▶ _Task_:
Once you reach the line with "for the rightmost", transcribe it and every line after it to the end of the records, exactly, but not the pictures.

[Image-backed grounding data]
[Start of section]

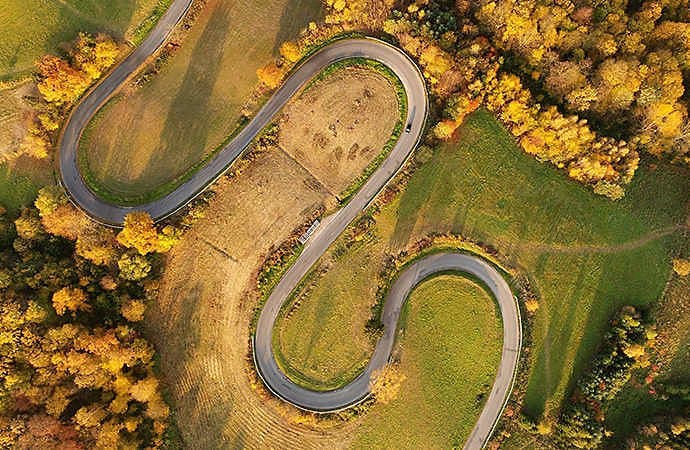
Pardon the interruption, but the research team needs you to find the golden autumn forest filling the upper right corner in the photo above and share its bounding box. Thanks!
[276,0,690,199]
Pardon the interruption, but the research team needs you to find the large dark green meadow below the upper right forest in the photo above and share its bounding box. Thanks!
[393,111,688,416]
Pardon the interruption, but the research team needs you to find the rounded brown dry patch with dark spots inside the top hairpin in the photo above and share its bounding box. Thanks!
[280,67,399,194]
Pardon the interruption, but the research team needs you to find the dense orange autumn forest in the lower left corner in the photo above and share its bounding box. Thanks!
[0,187,181,449]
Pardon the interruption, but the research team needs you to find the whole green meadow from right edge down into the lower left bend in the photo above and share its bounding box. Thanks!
[278,111,689,428]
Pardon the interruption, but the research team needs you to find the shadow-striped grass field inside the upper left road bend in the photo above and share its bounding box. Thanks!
[80,0,321,201]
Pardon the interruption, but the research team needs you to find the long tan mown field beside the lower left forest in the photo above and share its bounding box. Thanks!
[147,149,346,449]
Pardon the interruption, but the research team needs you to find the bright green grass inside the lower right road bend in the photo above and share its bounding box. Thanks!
[353,275,502,449]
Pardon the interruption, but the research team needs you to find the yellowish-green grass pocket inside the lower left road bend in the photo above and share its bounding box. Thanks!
[273,236,379,390]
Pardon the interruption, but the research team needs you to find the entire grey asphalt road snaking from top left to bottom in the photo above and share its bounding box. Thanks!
[59,0,522,449]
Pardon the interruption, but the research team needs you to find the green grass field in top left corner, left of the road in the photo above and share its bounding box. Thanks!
[0,0,161,80]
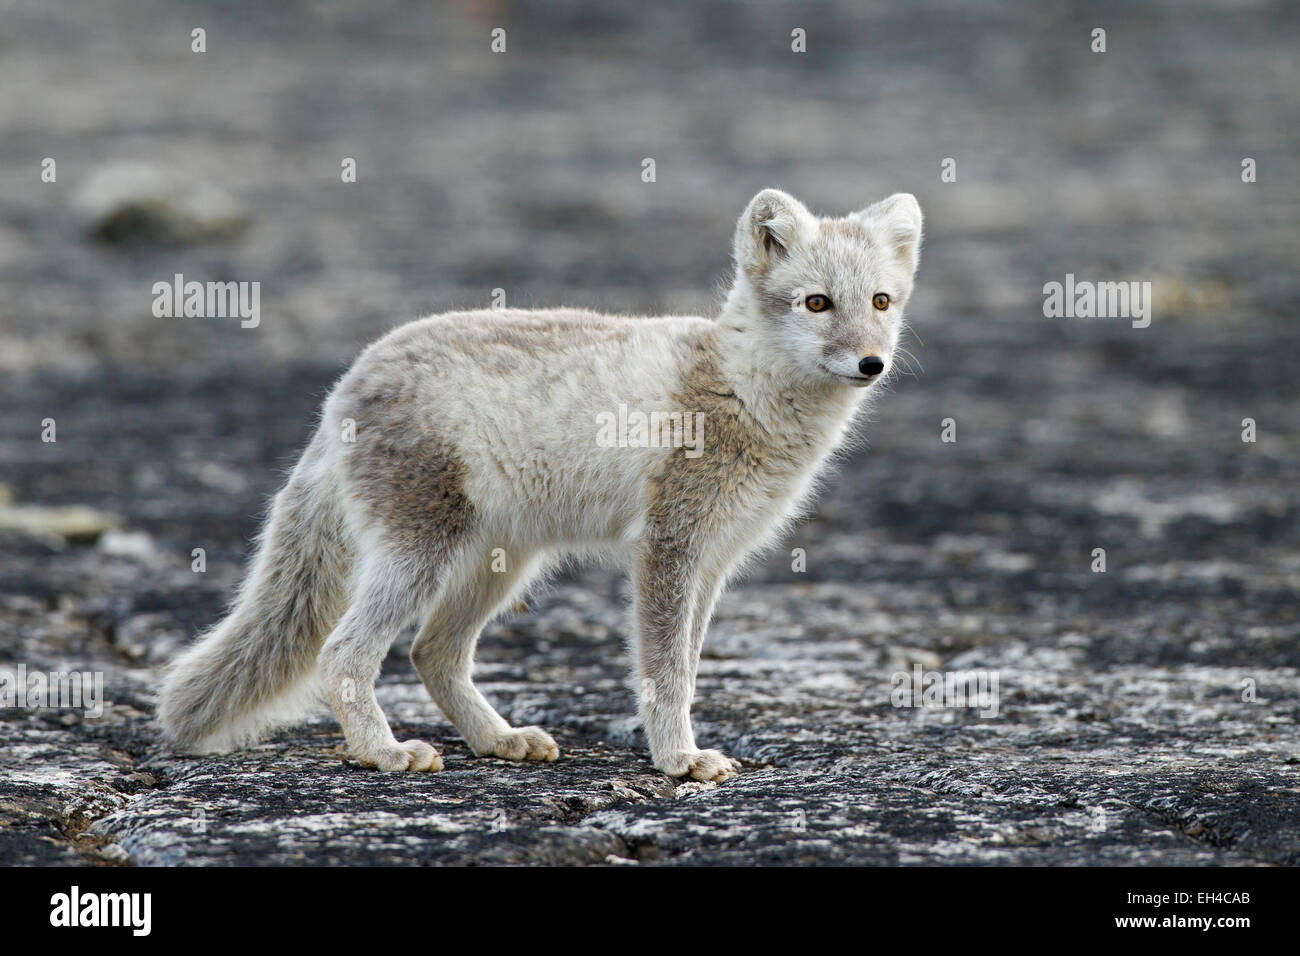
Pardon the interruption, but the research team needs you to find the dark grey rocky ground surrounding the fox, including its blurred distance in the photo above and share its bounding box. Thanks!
[0,0,1300,865]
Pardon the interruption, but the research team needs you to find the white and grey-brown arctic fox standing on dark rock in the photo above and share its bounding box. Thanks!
[159,189,922,780]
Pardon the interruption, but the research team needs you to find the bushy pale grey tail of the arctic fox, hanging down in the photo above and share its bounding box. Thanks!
[159,447,348,753]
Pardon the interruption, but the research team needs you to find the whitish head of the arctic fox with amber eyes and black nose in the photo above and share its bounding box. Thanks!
[735,189,922,388]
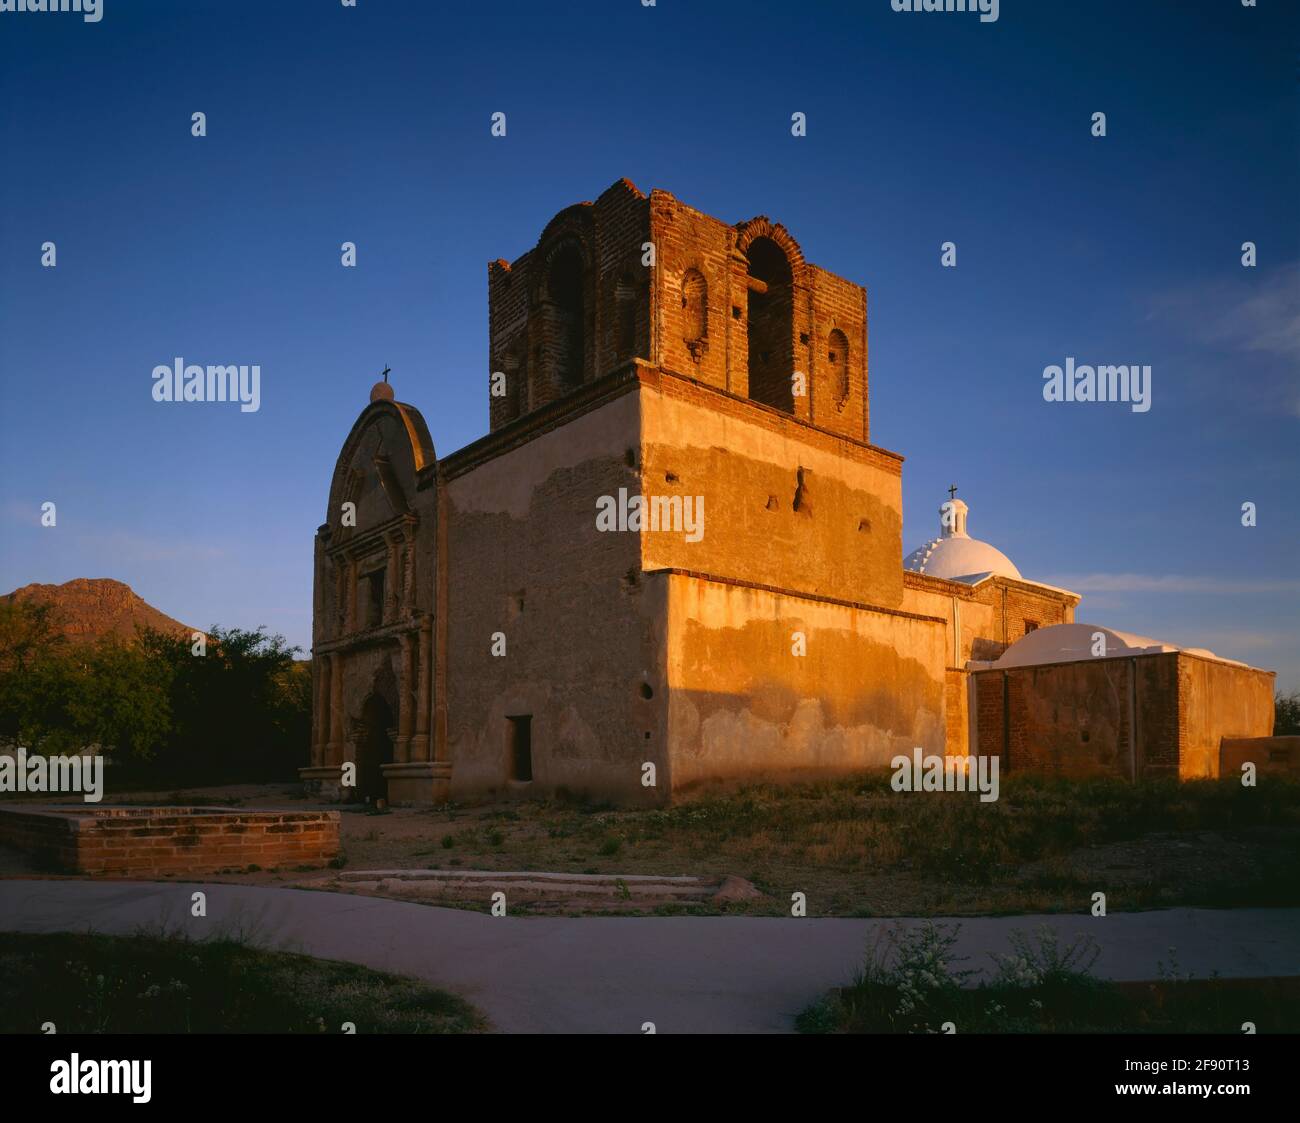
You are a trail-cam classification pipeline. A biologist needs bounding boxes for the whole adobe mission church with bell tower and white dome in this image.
[302,179,1273,806]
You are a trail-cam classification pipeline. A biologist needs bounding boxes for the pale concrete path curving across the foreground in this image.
[0,880,1300,1033]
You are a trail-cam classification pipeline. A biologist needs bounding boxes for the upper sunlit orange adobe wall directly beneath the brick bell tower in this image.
[640,370,902,608]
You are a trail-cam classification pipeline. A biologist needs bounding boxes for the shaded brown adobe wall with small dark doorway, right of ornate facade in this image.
[443,393,666,805]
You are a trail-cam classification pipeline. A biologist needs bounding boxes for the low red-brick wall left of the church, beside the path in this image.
[0,807,339,876]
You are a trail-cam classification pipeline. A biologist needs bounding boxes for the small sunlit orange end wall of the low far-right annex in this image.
[1178,652,1274,780]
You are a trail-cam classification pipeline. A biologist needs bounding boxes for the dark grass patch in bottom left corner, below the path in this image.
[0,933,486,1033]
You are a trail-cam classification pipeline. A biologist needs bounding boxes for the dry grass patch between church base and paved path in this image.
[332,769,1300,916]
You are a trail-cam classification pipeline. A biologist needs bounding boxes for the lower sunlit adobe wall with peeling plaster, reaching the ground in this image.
[665,572,944,794]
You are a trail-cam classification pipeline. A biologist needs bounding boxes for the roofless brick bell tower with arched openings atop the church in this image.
[488,179,870,442]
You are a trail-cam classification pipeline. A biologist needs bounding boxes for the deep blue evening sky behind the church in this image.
[0,0,1300,690]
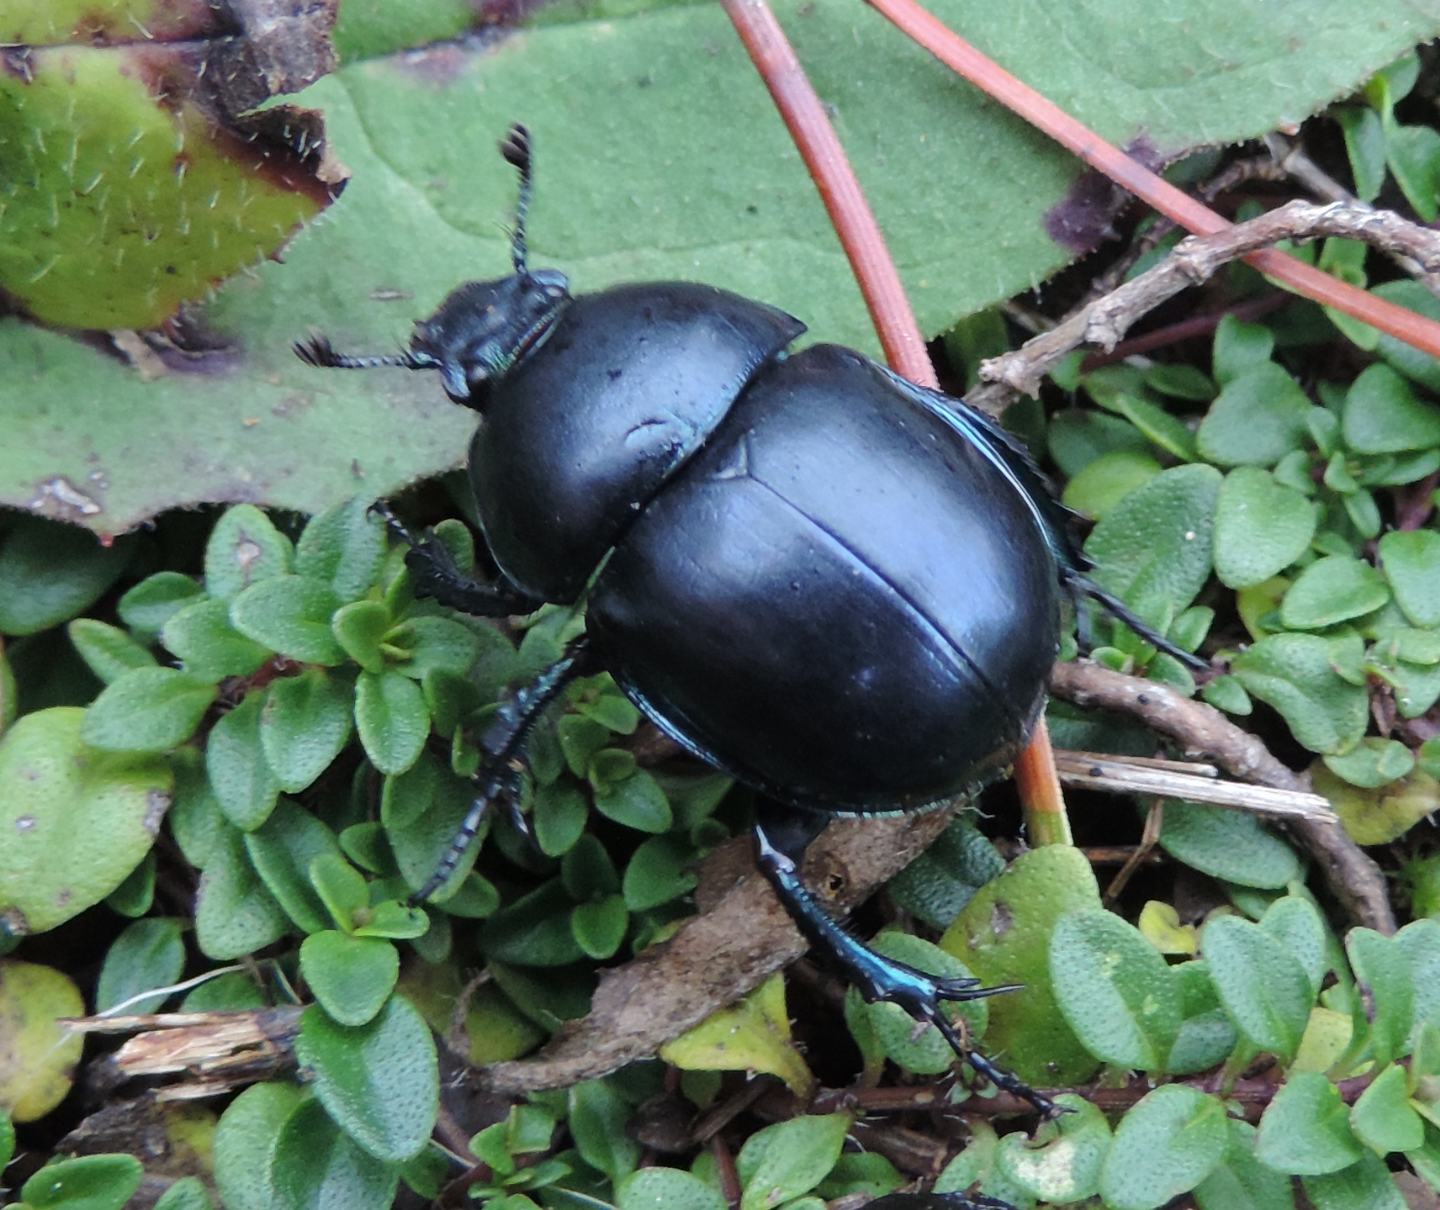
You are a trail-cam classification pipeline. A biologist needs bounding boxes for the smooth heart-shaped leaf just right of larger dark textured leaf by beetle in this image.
[1215,467,1315,588]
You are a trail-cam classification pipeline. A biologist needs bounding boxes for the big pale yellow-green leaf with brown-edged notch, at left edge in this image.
[0,706,173,936]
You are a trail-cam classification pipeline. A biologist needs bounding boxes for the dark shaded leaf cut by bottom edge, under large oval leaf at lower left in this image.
[266,1092,400,1210]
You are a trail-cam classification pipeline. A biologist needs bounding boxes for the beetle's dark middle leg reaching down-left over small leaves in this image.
[410,635,595,903]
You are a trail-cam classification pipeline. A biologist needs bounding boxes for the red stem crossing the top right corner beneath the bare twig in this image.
[865,0,1440,357]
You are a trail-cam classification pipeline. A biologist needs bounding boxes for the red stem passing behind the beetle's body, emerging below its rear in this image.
[724,0,1070,838]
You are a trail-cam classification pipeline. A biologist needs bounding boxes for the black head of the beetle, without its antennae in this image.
[409,269,570,408]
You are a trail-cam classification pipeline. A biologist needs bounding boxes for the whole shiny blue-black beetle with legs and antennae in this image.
[295,125,1197,1115]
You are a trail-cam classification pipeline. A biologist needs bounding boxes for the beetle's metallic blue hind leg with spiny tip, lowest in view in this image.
[755,814,1064,1118]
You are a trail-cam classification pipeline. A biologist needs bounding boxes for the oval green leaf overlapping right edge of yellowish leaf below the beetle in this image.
[1050,909,1181,1072]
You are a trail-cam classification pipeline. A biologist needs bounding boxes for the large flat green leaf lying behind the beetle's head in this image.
[0,0,1440,533]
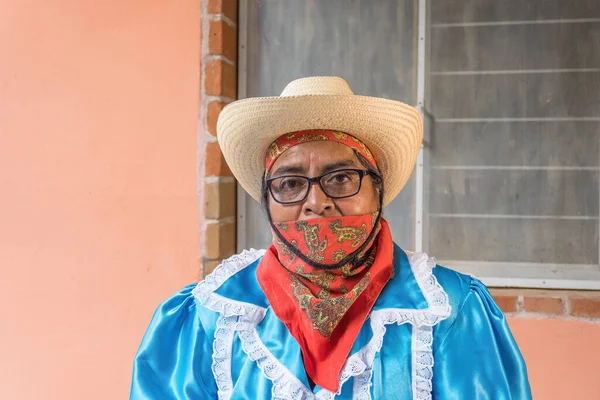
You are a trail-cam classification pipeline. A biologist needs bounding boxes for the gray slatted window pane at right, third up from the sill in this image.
[429,121,600,168]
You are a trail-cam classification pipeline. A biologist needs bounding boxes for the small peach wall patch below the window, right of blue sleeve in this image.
[509,318,600,400]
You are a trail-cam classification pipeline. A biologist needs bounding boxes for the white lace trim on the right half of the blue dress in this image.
[317,252,451,400]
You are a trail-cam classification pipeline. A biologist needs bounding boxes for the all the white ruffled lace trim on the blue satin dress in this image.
[193,250,451,400]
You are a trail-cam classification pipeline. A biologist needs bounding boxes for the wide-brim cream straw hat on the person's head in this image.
[217,77,423,205]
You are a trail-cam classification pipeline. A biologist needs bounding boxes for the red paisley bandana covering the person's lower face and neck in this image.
[257,216,393,392]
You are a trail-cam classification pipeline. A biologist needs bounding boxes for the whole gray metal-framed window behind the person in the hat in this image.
[238,0,600,289]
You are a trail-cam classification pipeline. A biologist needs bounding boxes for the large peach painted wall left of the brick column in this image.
[0,0,200,400]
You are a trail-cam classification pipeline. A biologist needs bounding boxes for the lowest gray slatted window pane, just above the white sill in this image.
[429,218,598,264]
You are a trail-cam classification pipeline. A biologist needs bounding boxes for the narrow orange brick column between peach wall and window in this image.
[199,0,238,276]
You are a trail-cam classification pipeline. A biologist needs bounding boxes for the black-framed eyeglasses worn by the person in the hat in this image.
[266,169,370,204]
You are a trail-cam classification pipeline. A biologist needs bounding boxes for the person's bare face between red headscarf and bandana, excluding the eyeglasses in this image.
[268,141,379,222]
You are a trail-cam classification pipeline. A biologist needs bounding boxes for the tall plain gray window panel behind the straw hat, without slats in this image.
[241,0,416,248]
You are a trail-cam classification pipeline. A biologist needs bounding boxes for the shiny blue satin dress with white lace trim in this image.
[130,247,531,400]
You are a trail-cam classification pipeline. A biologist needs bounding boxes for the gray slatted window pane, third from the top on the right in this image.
[431,72,600,119]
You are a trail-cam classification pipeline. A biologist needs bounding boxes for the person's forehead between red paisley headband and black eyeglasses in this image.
[271,141,360,172]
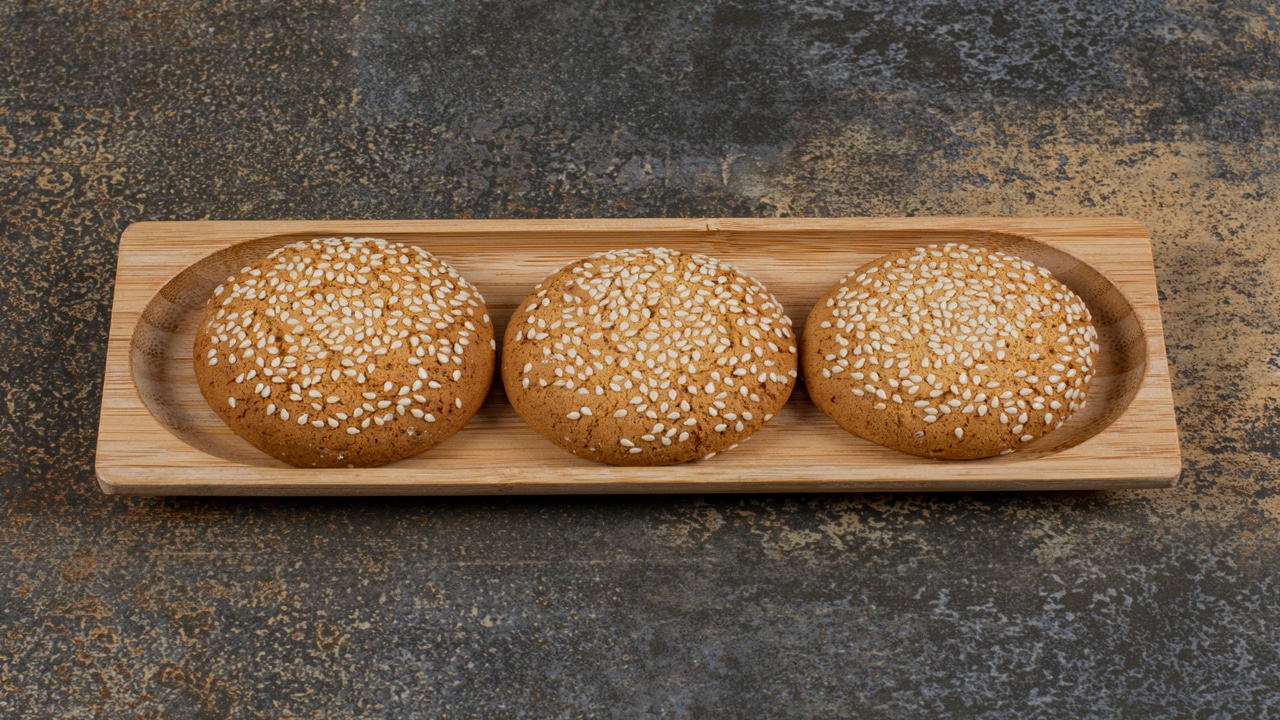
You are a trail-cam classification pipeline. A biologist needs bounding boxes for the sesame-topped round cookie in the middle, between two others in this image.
[502,249,796,465]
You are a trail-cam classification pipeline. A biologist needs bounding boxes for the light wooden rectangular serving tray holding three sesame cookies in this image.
[97,218,1181,495]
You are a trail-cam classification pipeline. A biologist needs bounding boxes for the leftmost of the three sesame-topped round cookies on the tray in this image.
[195,237,494,468]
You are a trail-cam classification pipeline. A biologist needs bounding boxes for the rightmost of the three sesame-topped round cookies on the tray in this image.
[801,243,1098,460]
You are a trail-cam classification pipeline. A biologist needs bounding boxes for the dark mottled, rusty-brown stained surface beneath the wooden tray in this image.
[0,0,1280,719]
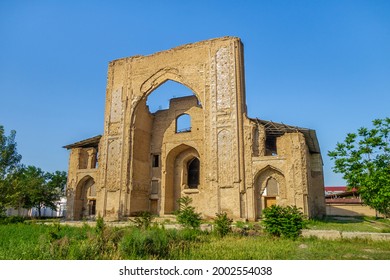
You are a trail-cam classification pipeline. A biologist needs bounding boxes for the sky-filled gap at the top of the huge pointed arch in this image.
[146,80,199,113]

[End of section]

▶ _Response to the exercise_:
You are a trail-cam classification pipeline. A biologist needs bounding boxes for the rightmost of the three sesame-topped round cookies on the tray in this image.
[801,243,1098,460]
You are a trail-cam classification pipeline. A biologist needs bounding boxes for the dark mottled, rusty-brown stained surface beneath the wooden tray in this image.
[0,0,1280,719]
You are a trail-cam classification pipeline. A biologist needs bounding boxes for the sky-filled gap at the top of the huge pointed arch in this image.
[146,80,199,113]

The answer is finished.